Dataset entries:
####
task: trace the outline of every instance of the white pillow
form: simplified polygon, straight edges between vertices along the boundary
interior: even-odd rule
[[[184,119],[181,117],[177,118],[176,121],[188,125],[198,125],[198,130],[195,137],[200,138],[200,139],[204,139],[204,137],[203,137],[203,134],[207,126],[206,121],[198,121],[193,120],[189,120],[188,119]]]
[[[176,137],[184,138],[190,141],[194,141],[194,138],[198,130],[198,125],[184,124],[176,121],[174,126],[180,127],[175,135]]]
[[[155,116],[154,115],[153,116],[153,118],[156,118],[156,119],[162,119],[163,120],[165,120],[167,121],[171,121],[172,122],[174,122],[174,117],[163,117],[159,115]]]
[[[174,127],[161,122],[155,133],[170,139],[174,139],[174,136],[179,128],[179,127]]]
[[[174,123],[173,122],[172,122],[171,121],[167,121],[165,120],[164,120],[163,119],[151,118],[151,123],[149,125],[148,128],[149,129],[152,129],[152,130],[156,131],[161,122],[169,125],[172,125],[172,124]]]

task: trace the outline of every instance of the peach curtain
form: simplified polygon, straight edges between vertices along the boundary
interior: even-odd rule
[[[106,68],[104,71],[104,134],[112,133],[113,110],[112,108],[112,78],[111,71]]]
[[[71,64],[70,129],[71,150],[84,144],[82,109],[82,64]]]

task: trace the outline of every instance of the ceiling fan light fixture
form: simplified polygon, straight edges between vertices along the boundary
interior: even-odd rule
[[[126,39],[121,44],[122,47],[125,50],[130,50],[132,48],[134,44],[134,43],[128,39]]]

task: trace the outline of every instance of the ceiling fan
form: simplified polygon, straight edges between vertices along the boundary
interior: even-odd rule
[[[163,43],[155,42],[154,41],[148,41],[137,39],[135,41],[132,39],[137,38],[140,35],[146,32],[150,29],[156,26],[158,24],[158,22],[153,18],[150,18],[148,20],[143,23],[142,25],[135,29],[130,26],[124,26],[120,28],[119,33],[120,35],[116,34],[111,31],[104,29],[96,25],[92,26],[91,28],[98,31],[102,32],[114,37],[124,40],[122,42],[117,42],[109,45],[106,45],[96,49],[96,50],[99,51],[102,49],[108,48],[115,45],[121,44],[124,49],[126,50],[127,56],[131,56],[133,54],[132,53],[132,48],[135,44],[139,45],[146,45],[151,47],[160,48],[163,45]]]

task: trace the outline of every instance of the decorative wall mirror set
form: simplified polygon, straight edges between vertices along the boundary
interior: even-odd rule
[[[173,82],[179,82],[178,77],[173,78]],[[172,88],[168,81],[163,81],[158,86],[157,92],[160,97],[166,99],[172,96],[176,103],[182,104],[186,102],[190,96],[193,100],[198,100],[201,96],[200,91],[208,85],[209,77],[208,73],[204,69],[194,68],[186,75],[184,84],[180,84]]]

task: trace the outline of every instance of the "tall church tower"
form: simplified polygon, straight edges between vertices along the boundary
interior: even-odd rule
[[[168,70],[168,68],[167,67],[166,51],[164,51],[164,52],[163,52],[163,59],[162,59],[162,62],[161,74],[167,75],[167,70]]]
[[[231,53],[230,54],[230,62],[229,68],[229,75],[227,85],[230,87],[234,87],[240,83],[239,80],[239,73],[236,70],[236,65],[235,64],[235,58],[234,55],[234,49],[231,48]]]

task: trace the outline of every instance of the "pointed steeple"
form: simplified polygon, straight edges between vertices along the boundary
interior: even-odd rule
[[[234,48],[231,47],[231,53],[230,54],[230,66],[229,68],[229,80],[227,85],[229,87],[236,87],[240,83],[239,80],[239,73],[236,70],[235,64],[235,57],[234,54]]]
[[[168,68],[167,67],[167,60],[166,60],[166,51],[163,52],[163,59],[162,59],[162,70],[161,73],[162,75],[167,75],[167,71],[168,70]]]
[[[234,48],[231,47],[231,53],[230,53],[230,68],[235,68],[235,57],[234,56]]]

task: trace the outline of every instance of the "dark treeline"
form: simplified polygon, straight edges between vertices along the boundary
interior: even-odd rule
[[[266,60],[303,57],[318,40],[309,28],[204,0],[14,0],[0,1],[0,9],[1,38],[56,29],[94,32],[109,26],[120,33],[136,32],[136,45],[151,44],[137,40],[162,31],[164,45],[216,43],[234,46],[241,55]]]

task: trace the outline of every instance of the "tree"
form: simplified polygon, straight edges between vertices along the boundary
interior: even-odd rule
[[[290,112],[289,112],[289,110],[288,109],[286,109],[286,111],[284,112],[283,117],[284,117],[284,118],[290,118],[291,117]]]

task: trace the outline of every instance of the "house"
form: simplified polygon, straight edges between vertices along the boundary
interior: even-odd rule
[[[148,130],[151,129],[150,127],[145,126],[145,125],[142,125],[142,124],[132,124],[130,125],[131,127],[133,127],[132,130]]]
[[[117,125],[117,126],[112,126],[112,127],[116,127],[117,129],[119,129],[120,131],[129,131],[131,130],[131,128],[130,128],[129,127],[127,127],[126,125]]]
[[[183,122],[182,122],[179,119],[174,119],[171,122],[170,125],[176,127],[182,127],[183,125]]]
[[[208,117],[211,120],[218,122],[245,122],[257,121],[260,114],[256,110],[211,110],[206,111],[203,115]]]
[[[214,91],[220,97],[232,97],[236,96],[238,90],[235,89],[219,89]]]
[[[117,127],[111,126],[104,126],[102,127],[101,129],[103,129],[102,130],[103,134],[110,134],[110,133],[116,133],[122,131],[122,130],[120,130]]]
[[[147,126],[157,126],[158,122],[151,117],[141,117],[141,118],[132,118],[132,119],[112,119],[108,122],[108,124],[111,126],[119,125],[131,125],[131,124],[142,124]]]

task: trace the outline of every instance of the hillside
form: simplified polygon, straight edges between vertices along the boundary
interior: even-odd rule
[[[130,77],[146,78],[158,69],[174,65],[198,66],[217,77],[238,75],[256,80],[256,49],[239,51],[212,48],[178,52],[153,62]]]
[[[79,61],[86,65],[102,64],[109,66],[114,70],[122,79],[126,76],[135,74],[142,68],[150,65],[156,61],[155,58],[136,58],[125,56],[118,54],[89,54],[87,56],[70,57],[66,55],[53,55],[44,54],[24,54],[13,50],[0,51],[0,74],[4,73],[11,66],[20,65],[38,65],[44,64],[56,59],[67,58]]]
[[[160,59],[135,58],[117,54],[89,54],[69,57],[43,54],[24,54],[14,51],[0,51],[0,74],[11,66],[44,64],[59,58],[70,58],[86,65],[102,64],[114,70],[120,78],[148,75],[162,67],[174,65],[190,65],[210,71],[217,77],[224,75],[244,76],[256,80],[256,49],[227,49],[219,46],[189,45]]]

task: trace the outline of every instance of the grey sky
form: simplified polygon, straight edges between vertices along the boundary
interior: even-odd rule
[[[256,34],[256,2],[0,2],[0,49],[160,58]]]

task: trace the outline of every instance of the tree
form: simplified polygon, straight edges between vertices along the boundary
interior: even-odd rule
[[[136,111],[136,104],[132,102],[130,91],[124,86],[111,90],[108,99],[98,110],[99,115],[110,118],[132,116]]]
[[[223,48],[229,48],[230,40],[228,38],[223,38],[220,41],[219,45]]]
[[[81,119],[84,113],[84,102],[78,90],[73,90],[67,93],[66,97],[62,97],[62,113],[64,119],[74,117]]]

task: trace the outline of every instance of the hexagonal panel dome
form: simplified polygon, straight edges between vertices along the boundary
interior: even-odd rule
####
Goal.
The listing above should be transcribed in full, exactly as written.

Response.
task: trace the outline of every instance of the white pillow
form: simplified polygon, straight edges between vertices along the boundary
interior: even-odd rule
[[[184,119],[181,117],[177,118],[176,121],[188,125],[198,125],[198,130],[195,137],[200,138],[200,139],[204,139],[204,137],[203,137],[203,134],[207,126],[206,121],[198,121],[193,120],[189,120],[188,119]]]
[[[176,137],[184,138],[190,141],[194,141],[194,138],[198,130],[198,125],[184,124],[176,121],[174,126],[180,127],[175,135]]]
[[[155,116],[154,115],[153,116],[153,118],[156,118],[156,119],[162,119],[163,120],[165,120],[167,121],[171,121],[172,122],[174,122],[174,117],[163,117],[159,115]]]
[[[174,127],[161,122],[155,133],[170,139],[174,139],[174,136],[179,128],[179,127]]]
[[[174,123],[173,122],[172,122],[171,121],[167,121],[165,120],[164,120],[163,119],[151,118],[151,123],[149,125],[148,128],[149,129],[152,129],[152,130],[156,131],[161,122],[169,125],[172,125],[172,124]]]

task: trace the outline of every instance of the peach curtain
form: simplified polygon, straight edges between vertices along the boundary
interior: even-odd rule
[[[106,68],[104,71],[104,134],[112,133],[113,110],[112,108],[112,78],[111,71]]]
[[[71,64],[70,129],[71,150],[84,144],[82,109],[82,64]]]

task: trace the outline of every instance of the ceiling fan light fixture
form: simplified polygon, straight edges between vertices along the boundary
interior: even-odd rule
[[[126,39],[121,44],[122,47],[125,50],[130,50],[132,48],[134,44],[134,43],[128,39]]]

task: trace the outline of every instance of the ceiling fan
form: simplified polygon, straight edges between vertices along the boundary
interior: even-odd rule
[[[163,43],[155,42],[154,41],[148,41],[137,39],[135,41],[132,39],[137,38],[140,35],[146,32],[150,29],[156,26],[158,24],[158,22],[153,18],[150,18],[148,20],[143,23],[142,25],[135,29],[130,26],[124,26],[120,28],[119,33],[120,35],[116,34],[111,31],[104,29],[96,25],[92,26],[91,28],[98,31],[102,32],[114,37],[124,40],[122,42],[117,42],[109,45],[106,45],[96,49],[96,50],[99,51],[102,49],[108,48],[115,45],[121,44],[124,49],[126,50],[127,56],[131,56],[133,54],[132,53],[132,48],[135,44],[139,45],[146,45],[151,47],[160,48],[163,45]]]

task: trace the outline of every instance of the decorative wall mirror set
form: simplified polygon, straight edges between vertices along the boundary
interior: even-odd rule
[[[173,82],[179,82],[178,77],[173,78]],[[172,88],[168,81],[163,81],[158,86],[157,92],[160,97],[166,99],[172,96],[176,103],[182,104],[186,102],[190,96],[193,100],[198,100],[201,96],[200,91],[208,85],[209,77],[208,73],[204,69],[194,68],[186,75],[184,84],[180,84]]]

task: trace the outline of every instance of the "tall church tower"
form: simplified polygon, straight edges between vertices along the boundary
interior: even-odd rule
[[[168,70],[168,68],[167,67],[166,51],[164,51],[164,52],[163,52],[163,59],[162,59],[162,62],[161,74],[167,75],[167,70]]]
[[[231,53],[230,54],[230,62],[229,68],[229,75],[227,85],[230,87],[234,87],[240,83],[239,80],[239,73],[236,70],[236,65],[235,64],[235,58],[234,55],[234,49],[231,48]]]

task: trace the outline of every instance of the "pointed steeple"
form: simplified polygon, straight edges between vertices along the boundary
interior: even-odd rule
[[[234,48],[231,47],[231,53],[230,54],[230,66],[229,68],[229,80],[227,85],[229,87],[236,87],[240,83],[239,80],[239,73],[236,70],[235,64],[235,57],[234,54]]]
[[[168,68],[167,67],[167,60],[166,60],[166,51],[163,52],[163,59],[162,59],[162,70],[161,73],[162,75],[167,75],[167,71],[168,70]]]
[[[234,48],[231,47],[231,53],[230,53],[230,68],[235,68],[235,57],[234,56]]]

task: trace the outline of every instance of the "dark treeline"
form: simplified polygon, straight edges between vertices along the boundary
interior: even-odd rule
[[[266,60],[303,57],[318,40],[309,28],[204,0],[14,0],[0,1],[0,9],[1,38],[56,29],[94,32],[109,26],[120,33],[136,32],[136,45],[151,44],[137,40],[162,31],[164,45],[216,43],[234,46],[241,55]]]

task: trace the outline of every instance of the "tree"
form: simplified polygon, straight edges between vertices along the boundary
interior: even-odd rule
[[[290,112],[289,112],[289,110],[288,109],[286,109],[286,111],[284,112],[283,117],[284,117],[284,118],[290,118],[291,117]]]

task: trace the outline of every instance of the "house"
form: simplified polygon, straight edges between vertices along the boundary
interior: even-odd rule
[[[148,130],[151,129],[150,127],[145,126],[145,125],[142,125],[142,124],[132,124],[130,125],[131,127],[133,127],[132,130]]]
[[[117,125],[117,126],[112,126],[112,127],[116,127],[117,129],[119,129],[120,131],[129,131],[131,130],[131,128],[130,128],[129,127],[127,127],[126,125]]]
[[[183,122],[182,122],[179,119],[174,119],[171,122],[170,125],[176,127],[182,127],[183,125]]]
[[[208,117],[211,120],[218,122],[245,122],[257,121],[260,114],[256,110],[211,110],[206,111],[203,115]]]
[[[214,91],[220,97],[232,97],[236,96],[238,90],[235,89],[219,89]]]
[[[117,127],[111,126],[104,126],[102,127],[101,129],[103,129],[102,130],[103,134],[110,134],[110,133],[116,133],[122,131],[122,130],[120,130]]]
[[[147,126],[157,126],[158,122],[151,117],[141,117],[141,118],[132,118],[132,119],[112,119],[108,122],[108,124],[111,126],[119,125],[131,125],[131,124],[142,124]]]

task: trace the outline of every instance of the hillside
form: simplified polygon, straight edges between vertices along the boundary
interior: even-odd rule
[[[130,77],[146,78],[158,69],[174,65],[198,66],[217,77],[238,75],[256,80],[256,49],[239,51],[212,48],[178,52],[153,62]]]
[[[79,61],[86,65],[102,64],[109,66],[114,70],[122,79],[126,76],[135,74],[142,68],[150,65],[156,61],[155,58],[136,58],[125,56],[118,54],[89,54],[87,56],[70,57],[66,55],[53,55],[44,54],[24,54],[13,50],[0,51],[0,74],[4,73],[11,66],[20,65],[38,65],[44,64],[56,59],[67,58]]]
[[[160,59],[135,58],[117,54],[89,54],[69,57],[43,54],[24,54],[14,51],[0,51],[0,74],[11,66],[44,64],[59,58],[70,58],[86,65],[102,64],[114,70],[120,78],[148,75],[162,67],[174,65],[190,65],[210,71],[217,77],[224,75],[244,76],[256,80],[256,49],[227,49],[219,46],[189,45]]]

task: trace the outline of every instance of the grey sky
form: simplified polygon, straight edges between vertices along the boundary
interior: even-odd rule
[[[256,34],[256,2],[0,2],[0,49],[160,58]]]

task: trace the outline of every instance of the tree
form: simplified polygon, straight edges between vertices along the boundary
interior: even-odd rule
[[[136,111],[136,104],[132,102],[130,91],[124,86],[111,90],[108,99],[98,110],[99,115],[110,118],[132,116]]]
[[[223,48],[229,48],[230,40],[228,38],[223,38],[220,41],[219,45]]]
[[[81,119],[84,113],[84,102],[78,90],[73,90],[67,93],[66,97],[62,97],[62,113],[64,119],[74,117]]]

task: trace the outline of every instance of the hexagonal panel dome
form: simplified polygon, straight edges between vertices along the boundary
interior: even-odd rule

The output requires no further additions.